======== EXCERPT PROVIDED

You may have heard the warning that sitting is the new smoking in terms of heart health. Now, it turns out that not all sitting is created equal: According to a new study, sitting at work is healthier for you than kicking back in front of the television.

The study, which a team from the University of Central Florida published in the Journal of the American Heart Association, focused on African-American subjects because of the high rate of cardiovascular disease in that population.

The group that spent more than four hours sitting in front of the TV were 49% more likely to die or experience a cardiovascular attack than those who watched two hours or less.

It tracked the television viewing and work habits of 3,592 subjects in Jackson, Mississippi, for an average of 8.4 years between 2002 and 2012. During that time, 129 of the subjects suffered cardiovascular events (including heart attacks and strokes), and 205 died.

The group that spent more than four hours sitting in front of the TV (mostly in the evening) were 49% more likely to die or experience a cardiovascular attack than those who watched two hours or less.

By contrast, subjects who reported they spent most or all of their time at work sitting ran no higher risk than participants who weren’t seated at work.

Exercise reversed those gloomy numbers for the TV-watchers: Those who got the World Health Organization’s recommended 150 minutes per week of moderate exercise were able to neutralize the negative effects of television sitting.

================
======== DATASET

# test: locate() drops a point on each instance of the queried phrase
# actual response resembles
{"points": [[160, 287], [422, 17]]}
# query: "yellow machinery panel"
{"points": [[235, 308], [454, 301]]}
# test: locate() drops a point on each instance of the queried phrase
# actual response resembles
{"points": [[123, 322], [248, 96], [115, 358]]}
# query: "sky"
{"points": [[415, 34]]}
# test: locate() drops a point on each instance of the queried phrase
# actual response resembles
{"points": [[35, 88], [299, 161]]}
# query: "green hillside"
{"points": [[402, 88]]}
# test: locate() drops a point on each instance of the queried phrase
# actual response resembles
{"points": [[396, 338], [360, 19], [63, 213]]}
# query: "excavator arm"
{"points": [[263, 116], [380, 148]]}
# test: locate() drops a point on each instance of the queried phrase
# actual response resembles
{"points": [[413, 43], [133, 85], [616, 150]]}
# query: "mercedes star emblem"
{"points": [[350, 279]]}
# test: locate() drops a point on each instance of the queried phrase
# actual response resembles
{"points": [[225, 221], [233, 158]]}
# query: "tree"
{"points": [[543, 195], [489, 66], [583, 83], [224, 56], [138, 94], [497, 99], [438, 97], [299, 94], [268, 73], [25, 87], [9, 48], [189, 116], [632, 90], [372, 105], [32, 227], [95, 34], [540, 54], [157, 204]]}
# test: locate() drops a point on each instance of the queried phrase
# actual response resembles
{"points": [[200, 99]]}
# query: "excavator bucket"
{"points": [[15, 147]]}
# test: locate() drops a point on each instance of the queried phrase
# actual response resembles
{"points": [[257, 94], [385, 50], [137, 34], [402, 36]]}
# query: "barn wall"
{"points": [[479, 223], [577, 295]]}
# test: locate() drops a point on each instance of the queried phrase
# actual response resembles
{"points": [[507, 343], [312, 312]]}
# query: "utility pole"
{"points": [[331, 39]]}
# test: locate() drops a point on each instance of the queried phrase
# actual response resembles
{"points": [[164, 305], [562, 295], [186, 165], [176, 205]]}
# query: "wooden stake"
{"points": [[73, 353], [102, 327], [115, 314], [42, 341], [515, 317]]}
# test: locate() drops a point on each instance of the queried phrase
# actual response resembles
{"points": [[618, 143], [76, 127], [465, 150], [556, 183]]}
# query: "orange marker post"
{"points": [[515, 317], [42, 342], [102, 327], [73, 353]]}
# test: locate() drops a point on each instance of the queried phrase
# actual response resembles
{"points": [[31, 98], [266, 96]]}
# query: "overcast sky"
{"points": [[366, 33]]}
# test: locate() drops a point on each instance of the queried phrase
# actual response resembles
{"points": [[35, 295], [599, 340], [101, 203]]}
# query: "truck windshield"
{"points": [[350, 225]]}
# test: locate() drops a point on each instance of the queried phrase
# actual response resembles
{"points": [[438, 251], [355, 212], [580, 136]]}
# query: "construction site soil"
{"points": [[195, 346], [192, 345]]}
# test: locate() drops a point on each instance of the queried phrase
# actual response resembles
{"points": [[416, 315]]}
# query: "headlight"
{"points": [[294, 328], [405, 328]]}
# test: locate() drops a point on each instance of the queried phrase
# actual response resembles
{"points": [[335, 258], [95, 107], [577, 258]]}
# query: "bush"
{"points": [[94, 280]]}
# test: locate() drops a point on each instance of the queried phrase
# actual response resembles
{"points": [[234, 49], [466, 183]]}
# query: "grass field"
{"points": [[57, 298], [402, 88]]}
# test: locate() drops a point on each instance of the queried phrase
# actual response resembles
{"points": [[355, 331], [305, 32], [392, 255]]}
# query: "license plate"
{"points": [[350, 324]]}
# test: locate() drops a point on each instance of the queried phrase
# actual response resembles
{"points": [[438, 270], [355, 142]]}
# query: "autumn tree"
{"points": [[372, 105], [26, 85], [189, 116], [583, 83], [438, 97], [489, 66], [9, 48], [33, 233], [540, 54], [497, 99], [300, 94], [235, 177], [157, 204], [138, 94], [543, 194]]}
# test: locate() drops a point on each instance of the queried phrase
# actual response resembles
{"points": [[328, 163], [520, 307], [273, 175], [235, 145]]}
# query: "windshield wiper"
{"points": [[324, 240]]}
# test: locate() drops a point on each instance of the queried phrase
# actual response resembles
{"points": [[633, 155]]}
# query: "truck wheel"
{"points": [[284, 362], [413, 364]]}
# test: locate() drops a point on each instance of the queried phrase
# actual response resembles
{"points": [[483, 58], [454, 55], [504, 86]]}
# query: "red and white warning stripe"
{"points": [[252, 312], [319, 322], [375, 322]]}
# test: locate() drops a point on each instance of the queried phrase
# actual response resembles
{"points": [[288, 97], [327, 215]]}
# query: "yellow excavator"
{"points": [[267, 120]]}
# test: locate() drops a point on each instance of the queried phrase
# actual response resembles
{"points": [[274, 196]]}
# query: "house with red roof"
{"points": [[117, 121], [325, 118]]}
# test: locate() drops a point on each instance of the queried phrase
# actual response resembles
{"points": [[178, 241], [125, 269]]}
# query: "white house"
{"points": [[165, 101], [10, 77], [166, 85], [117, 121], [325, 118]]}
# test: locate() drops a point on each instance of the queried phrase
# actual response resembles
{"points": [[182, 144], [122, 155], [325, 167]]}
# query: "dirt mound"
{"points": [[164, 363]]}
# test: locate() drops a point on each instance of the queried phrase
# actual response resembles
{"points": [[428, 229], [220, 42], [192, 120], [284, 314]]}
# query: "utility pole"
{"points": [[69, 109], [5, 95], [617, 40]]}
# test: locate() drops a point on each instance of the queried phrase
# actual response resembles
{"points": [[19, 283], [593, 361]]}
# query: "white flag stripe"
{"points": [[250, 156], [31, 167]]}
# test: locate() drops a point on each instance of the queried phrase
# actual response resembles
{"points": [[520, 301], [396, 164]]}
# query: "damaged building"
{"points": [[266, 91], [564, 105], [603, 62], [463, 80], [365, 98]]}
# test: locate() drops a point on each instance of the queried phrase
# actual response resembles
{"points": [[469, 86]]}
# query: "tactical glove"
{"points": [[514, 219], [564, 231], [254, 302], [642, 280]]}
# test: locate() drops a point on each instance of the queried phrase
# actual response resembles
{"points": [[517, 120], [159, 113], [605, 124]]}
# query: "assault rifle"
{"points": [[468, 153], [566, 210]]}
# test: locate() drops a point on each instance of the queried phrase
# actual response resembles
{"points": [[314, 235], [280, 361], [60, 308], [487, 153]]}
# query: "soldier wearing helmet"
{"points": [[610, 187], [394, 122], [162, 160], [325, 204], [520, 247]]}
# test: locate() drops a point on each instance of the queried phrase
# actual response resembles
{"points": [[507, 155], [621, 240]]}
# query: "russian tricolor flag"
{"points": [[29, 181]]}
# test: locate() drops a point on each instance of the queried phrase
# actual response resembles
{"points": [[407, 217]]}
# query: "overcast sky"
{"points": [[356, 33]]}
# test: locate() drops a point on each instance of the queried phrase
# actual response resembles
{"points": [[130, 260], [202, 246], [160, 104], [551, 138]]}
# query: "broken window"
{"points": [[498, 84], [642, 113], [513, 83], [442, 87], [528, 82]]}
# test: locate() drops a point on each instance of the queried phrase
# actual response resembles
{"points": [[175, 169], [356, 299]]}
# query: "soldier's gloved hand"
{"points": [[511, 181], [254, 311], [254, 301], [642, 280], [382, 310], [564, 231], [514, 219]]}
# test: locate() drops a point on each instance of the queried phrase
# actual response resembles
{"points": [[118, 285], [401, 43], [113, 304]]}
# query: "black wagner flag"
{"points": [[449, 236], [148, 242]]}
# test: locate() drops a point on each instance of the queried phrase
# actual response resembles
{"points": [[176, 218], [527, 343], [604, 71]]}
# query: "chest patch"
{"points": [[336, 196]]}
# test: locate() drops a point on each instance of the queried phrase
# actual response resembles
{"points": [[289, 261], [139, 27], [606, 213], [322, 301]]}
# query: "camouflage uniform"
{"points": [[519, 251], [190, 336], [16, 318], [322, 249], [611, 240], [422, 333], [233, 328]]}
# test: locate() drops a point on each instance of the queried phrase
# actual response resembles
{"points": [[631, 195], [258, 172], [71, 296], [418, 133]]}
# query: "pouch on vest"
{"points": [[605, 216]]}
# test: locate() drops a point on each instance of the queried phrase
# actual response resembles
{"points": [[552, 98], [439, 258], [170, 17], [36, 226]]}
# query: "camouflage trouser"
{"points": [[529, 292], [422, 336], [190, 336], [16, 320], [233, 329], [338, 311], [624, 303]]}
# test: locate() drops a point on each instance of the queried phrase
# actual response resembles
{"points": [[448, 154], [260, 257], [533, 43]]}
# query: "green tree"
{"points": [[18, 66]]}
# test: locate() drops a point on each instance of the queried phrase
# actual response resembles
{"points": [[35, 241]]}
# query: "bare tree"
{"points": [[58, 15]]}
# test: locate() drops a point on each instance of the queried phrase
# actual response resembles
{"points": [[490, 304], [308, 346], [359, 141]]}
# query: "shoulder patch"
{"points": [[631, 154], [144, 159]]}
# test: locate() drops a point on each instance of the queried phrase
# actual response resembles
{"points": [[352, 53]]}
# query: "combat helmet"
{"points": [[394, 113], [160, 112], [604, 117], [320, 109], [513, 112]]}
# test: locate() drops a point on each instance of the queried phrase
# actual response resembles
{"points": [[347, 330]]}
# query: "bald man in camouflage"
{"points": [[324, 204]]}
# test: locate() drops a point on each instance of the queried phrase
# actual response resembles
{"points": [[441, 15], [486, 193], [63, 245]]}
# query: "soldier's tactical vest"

================

__ASSIGNED TASK 1__:
In the article on sitting and heart health, translate this sentence into Spanish: "By contrast, subjects who reported they spent most or all of their time at work sitting ran no higher risk than participants who weren’t seated at work."
__ASSIGNED TASK 2__:
Continue the article on sitting and heart health, picking up after its final sentence.

__OUTPUT 1__:
En cambio, los sujetos que indicaron pasar sentados la mayor parte o la totalidad de su tiempo en el trabajo no corrían un riesgo mayor que los participantes que no permanecían sentados en el trabajo.

__OUTPUT 2__:
Other factors might be at play here. Lin Yang, a researcher at the University of Calgary in Canada who wasn’t involved in the study, suggested to Reuters that people may be more likely to snack while watching television than in the office.

What’s more, the biggest consumers of TV were more likely than average to be inactive, overweight, smokers, heavy drinkers, unhealthy eaters and to have an annual household income below $50,000.

Those who spent a lot of time in office chairs were more likely to be young women. While they tended to be overweight, they generally had high levels of leisure-time physical activity, a high-school diploma, a healthier diet, and a family income above $50,000.

Bottom line for heart health: If you’re glued to the tube, make sure you compensate with moderate exercise — and ease up on the TV snacks.